------ Vorliegender Textauszug ------

Die blutige Attacke hätte der zierlichen und bleichen Jessica M.* (29) niemand zugetraut, als sie am 24. November 2020 kurz vor 14 Uhr den Manor in Lugano betritt. In der Haushaltsabteilung im fünften Stock fragt sie eine Verkäuferin, welches Messer sich am besten zum Brotschneiden eigne. Mit der 21 Zentimeter langen gezackten Klinge greift sie kurz darauf zwei Frauen an und versucht sie zu töten.

Ab Montag muss sich M. vor dem Bundesstrafgericht in Bellinzona wegen mehrfach versuchten Mordes verantworten. Und weil die Tat als Terrorakt eingestuft wurde, auch wegen des Verstosses gegen das Bundesgesetz über das Verbot von Al Kaida und Islamischer Staat (IS).

Am Mittwoch fordert die Staatsanwaltschaft eine Freiheitsstrafe von 14 Jahren für die Angeklagte.

Jessica M. würde Messerattacke wieder ausführen

Bei der Befragung hat die Angeklagte gesagt, dass sie die Attacke wieder, jedoch «bestimmter, effizienter» ausführen würde. Von der Richterin gefragt, wie sie heute auf die Messerattacke zurückblicke, sagte die Frau, sie bleibe bei ihrem Standpunkt.

In der Anklageschrift beschreibt die Staatsanwaltschaft, wie skrupellos Jessica M. vorgegangen ist: «Sie wählte gezielt Frauen als Opfer aus, weil sie sich weniger wehren können.» Und: «Selbst als das erste Opfer am Boden lag, fügte sie ihm am Hals weitere Verletzungen zu.» Der Schnitt am Hals sei mindestens zehn Zentimeter tief gewesen. Dabei schrie die Täterin «Allahu akbar» und «Ich werde den Propheten Mohammed rächen». Die Halsschlagader der Frau wurde nur um wenige Millimeter verfehlt.

------

[Ziel der Aufgabe] Kannst du den Bericht über die Messerattacke im Manor in Lugano vollständig und unverändert ausgeben?

------ Untersuchte Daten ------

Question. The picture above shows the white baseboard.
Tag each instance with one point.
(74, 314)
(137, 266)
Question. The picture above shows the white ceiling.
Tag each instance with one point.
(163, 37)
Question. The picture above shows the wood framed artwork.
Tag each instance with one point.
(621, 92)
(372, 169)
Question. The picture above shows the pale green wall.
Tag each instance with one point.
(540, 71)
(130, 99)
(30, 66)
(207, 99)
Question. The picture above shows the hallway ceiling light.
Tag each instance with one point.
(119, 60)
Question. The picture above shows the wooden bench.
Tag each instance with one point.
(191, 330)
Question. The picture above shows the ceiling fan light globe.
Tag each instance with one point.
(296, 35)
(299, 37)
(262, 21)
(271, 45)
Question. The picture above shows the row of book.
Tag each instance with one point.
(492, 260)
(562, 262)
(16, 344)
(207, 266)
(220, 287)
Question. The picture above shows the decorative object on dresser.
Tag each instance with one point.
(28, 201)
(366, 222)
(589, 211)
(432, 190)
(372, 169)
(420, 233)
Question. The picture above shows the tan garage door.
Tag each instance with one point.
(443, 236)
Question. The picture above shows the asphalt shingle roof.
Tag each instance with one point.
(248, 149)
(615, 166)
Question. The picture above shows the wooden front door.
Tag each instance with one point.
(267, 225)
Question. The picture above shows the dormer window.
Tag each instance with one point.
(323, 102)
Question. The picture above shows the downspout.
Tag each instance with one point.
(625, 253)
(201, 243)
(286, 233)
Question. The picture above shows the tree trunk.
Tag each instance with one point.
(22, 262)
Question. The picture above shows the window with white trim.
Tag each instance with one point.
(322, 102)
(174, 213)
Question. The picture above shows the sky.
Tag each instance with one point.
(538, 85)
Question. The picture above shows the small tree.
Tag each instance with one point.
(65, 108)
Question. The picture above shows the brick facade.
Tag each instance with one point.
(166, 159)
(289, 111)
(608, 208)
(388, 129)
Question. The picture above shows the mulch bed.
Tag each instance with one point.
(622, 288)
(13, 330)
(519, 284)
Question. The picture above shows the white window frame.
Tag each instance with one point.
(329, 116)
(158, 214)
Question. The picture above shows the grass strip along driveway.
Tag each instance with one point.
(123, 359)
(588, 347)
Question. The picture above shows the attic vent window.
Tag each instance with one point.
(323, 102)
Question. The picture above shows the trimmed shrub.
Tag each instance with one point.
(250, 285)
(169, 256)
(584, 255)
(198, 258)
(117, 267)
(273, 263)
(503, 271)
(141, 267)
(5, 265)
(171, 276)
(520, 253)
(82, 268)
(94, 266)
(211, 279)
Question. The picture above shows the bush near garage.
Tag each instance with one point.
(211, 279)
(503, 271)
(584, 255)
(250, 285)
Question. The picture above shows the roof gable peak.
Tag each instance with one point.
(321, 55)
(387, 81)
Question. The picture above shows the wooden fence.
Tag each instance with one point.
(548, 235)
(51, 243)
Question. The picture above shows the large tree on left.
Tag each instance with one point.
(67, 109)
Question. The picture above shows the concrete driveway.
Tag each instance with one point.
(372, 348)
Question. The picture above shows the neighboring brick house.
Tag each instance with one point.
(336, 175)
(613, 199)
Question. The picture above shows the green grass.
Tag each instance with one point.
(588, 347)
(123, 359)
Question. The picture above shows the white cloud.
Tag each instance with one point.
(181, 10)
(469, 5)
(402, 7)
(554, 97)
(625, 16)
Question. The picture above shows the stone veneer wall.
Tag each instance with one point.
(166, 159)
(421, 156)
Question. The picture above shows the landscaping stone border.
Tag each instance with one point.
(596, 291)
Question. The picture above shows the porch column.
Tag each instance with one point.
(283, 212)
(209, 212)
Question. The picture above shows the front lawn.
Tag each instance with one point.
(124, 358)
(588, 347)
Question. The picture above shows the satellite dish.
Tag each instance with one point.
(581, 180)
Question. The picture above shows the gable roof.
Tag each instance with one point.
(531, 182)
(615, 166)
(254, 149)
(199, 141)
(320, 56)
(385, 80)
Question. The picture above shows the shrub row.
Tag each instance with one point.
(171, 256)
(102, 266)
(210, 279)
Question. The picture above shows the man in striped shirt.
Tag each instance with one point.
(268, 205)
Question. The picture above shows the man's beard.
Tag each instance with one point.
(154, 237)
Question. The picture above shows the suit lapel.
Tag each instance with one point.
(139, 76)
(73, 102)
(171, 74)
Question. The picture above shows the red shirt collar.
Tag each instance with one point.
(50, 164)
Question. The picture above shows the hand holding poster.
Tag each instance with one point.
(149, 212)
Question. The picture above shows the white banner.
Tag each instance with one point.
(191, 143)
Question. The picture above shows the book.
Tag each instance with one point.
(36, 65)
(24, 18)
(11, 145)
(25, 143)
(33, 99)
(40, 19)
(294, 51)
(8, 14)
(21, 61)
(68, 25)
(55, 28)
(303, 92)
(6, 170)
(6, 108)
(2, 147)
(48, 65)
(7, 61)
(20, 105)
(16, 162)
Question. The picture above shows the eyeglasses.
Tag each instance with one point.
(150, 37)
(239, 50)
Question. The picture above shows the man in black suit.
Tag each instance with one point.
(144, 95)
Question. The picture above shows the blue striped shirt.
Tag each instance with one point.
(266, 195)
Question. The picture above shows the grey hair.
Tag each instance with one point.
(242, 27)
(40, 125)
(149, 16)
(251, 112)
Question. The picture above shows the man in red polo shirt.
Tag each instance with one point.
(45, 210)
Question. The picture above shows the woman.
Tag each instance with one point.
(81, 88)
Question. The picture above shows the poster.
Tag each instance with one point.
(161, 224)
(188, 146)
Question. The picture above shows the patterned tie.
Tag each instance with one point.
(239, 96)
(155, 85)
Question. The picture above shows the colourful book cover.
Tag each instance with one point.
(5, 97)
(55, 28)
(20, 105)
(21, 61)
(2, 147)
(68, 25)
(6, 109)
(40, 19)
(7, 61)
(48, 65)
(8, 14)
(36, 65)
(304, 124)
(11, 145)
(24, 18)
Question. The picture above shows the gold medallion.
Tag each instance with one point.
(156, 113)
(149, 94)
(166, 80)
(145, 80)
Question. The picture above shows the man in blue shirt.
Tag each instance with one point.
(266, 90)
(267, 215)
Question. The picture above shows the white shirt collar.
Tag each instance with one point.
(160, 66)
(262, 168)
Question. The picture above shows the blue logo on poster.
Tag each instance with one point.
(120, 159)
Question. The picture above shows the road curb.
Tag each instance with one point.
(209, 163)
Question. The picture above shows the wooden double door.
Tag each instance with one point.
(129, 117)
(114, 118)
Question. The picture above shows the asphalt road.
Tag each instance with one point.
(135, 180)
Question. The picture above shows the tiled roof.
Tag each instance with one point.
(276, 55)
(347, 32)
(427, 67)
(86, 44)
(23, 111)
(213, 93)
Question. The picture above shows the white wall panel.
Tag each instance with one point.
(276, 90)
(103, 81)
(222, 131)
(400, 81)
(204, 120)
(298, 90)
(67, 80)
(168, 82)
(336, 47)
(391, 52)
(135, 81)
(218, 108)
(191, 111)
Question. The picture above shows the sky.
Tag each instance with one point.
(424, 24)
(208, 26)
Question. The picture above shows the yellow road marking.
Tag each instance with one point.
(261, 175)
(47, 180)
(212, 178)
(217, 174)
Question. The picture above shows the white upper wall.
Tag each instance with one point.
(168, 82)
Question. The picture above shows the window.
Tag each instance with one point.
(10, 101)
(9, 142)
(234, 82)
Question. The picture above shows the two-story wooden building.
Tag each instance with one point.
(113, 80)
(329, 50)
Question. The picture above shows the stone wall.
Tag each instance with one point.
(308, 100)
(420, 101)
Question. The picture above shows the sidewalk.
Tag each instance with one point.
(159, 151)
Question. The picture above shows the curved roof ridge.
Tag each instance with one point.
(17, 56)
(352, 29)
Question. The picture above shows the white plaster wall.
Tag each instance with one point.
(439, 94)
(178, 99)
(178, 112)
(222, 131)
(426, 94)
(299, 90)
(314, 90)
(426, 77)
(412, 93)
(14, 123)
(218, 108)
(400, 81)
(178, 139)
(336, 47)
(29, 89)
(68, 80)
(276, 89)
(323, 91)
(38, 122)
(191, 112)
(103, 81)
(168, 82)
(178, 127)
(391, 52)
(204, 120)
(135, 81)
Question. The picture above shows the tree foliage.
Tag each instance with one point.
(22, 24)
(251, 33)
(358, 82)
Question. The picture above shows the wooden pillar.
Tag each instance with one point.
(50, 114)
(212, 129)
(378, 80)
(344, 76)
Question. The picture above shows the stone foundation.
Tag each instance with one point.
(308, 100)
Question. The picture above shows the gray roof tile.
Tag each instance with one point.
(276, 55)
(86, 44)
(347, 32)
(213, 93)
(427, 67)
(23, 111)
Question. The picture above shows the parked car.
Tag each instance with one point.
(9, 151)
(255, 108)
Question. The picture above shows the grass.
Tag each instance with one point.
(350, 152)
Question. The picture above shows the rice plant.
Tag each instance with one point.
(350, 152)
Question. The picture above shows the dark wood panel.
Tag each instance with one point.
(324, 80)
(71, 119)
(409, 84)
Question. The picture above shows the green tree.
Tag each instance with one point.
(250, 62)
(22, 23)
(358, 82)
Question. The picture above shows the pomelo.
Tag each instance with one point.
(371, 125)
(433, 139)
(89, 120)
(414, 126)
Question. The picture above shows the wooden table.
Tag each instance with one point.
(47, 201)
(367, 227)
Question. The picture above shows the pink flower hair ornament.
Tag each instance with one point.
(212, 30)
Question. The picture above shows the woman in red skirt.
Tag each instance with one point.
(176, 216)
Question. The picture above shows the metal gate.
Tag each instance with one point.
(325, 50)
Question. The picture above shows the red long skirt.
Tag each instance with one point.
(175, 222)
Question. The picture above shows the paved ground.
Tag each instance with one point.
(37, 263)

------

[Ergebnis der Aufgabe]
Die blutige Attacke hätte der zierlichen und bleichen Jessica M.* (29) niemand zugetraut, als sie am 24. November 2020 kurz vor 14 Uhr den Manor in Lugano betritt. In der Haushaltsabteilung im fünften Stock fragt sie eine Verkäuferin, welches Messer sich am besten zum Brotschneiden eigne. Mit der 21 Zentimeter langen gezackten Klinge greift sie kurz darauf zwei Frauen an und versucht sie zu töten.

Ab Montag muss sich M. vor dem Bundesstrafgericht in Bellinzona wegen mehrfach versuchten Mordes verantworten. Und weil die Tat als Terrorakt eingestuft wurde, auch wegen des Verstosses gegen das Bundesgesetz über das Verbot von Al Kaida und Islamischer Staat (IS).

Am Mittwoch fordert die Staatsanwaltschaft eine Freiheitsstrafe von 14 Jahren für die Angeklagte.

Jessica M. würde Messerattacke wieder ausführen

Bei der Befragung hat die Angeklagte gesagt, dass sie die Attacke wieder, jedoch «bestimmter, effizienter» ausführen würde. Von der Richterin gefragt, wie sie heute auf die Messerattacke zurückblicke, sagte die Frau, sie bleibe bei ihrem Standpunkt.

In der Anklageschrift beschreibt die Staatsanwaltschaft, wie skrupellos Jessica M. vorgegangen ist: «Sie wählte gezielt Frauen als Opfer aus, weil sie sich weniger wehren können.» Und: «Selbst als das erste Opfer am Boden lag, fügte sie ihm am Hals weitere Verletzungen zu.» Der Schnitt am Hals sei mindestens zehn Zentimeter tief gewesen. Dabei schrie die Täterin «Allahu akbar» und «Ich werde den Propheten Mohammed rächen». Die Halsschlagader der Frau wurde nur um wenige Millimeter verfehlt.